Please format the records below as a JSON list of strings, one string per line and no blank lines, covering every record and leaving out the pictures.

===

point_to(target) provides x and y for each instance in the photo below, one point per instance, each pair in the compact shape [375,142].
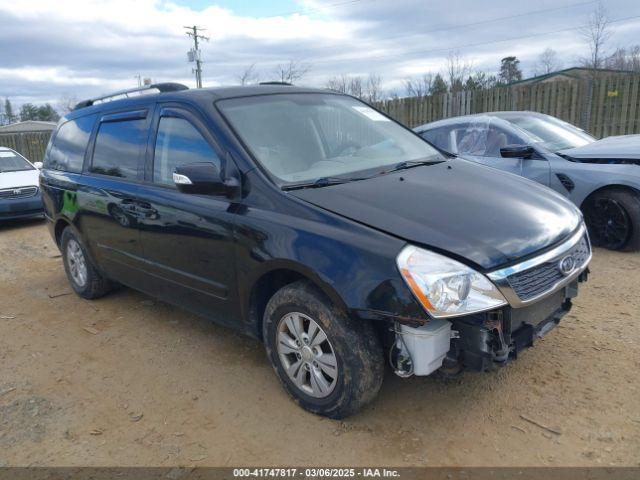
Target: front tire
[331,365]
[84,277]
[613,219]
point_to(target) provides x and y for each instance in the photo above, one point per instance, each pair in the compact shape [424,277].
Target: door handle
[144,209]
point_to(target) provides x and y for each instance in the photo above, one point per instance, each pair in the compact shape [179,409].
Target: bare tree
[458,68]
[249,75]
[356,87]
[419,86]
[548,62]
[624,59]
[338,84]
[292,71]
[596,32]
[374,88]
[66,103]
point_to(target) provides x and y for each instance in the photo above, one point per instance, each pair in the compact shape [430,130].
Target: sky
[82,49]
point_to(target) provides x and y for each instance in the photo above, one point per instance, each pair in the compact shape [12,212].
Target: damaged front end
[539,293]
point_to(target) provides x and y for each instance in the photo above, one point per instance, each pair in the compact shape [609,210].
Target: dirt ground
[128,380]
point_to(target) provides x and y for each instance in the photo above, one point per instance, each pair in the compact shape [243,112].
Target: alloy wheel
[76,263]
[609,223]
[306,355]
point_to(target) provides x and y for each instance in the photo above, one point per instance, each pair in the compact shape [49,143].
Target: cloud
[89,47]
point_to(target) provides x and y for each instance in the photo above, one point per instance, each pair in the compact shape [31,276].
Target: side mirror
[517,151]
[204,178]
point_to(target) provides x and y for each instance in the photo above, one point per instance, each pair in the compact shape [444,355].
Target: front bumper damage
[485,341]
[539,291]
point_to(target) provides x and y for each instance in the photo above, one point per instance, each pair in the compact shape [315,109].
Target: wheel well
[265,287]
[60,226]
[604,189]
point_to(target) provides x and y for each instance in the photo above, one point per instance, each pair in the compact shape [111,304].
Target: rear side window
[69,145]
[179,142]
[118,148]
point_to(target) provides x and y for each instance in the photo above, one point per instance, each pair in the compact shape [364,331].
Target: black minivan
[312,221]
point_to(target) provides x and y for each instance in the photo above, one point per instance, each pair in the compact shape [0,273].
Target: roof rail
[160,87]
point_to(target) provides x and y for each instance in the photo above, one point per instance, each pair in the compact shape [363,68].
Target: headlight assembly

===

▶ RESULT BELOW:
[
  "point_to(target) provides x and y for each instance in the photo below, one point per instance, each pair in the compact shape [375,142].",
  "Target: front tire",
  "[331,365]",
  "[84,277]",
  "[613,219]",
  "point_to(target) provides x and y for each instance in the photo above, one point per instance, each pair in the compact shape [424,277].",
  "Target: door handle",
  "[144,209]",
  "point_to(target) provides x and y for each instance in the photo above, one point per instance, each pair in the compact shape [179,409].",
  "Target: bare tree",
  "[458,68]",
  "[249,75]",
  "[356,87]",
  "[419,86]",
  "[548,62]",
  "[624,59]",
  "[338,84]",
  "[292,71]",
  "[596,32]",
  "[374,88]",
  "[66,103]",
  "point_to(target) provides x and y for each instance in the photo above, one point per instance, each pair in the compact shape [430,130].",
  "Target: sky",
  "[82,49]",
  "point_to(target) provides x and y for each instance in the photo above, one point per instance, each pair in the compact shape [12,212].",
  "Target: damaged front end",
  "[539,293]",
  "point_to(target) provides x and y for each instance in the photo above, one point per instance, each pair in the compact shape [609,210].",
  "Target: dirt ground",
  "[128,380]",
  "point_to(target) provides x and y for each instance in the photo above, one point per instance, each pair in the compact shape [243,112].",
  "Target: alloy wheel",
  "[76,263]",
  "[609,223]",
  "[306,355]",
  "point_to(target) provides x and y for each instance in the photo above, one point per instance, each pair in the compact shape [49,143].",
  "Target: cloud",
  "[89,47]",
  "point_to(target) provides x and y for each instance in the photo above, one point per instance, each pair in the compact shape [31,276].",
  "Target: side mirror",
  "[517,151]",
  "[204,178]",
  "point_to(target) provides x and y for each instance in the photo above, one point per instance, each pair in the compact shape [444,355].",
  "Target: front bumper damage",
  "[485,341]",
  "[539,291]",
  "point_to(target) provides x and y for each instance in the photo above, one point per instance, each pair in the compact shape [315,109].",
  "Target: wheel well",
  "[265,287]",
  "[60,226]",
  "[604,189]",
  "point_to(target) provides x and y for each instance in the photo above, one point per instance, each pair in the compact shape [111,304].",
  "Target: rear side window",
  "[69,145]",
  "[179,142]",
  "[118,148]",
  "point_to(target) provides x and y for each instance in the photo above, one point per instance, each pair in the compact shape [364,331].",
  "Target: black minivan",
  "[312,221]",
  "point_to(target) provides x and y for each instance in the photo above, one point per instance, each pair in the compact shape [0,273].",
  "Target: roof rail",
  "[160,87]",
  "point_to(target) provides x and y for each instance in the photo above, one point per instance, each pair in the compact shape [363,68].",
  "Target: headlight assembly"
]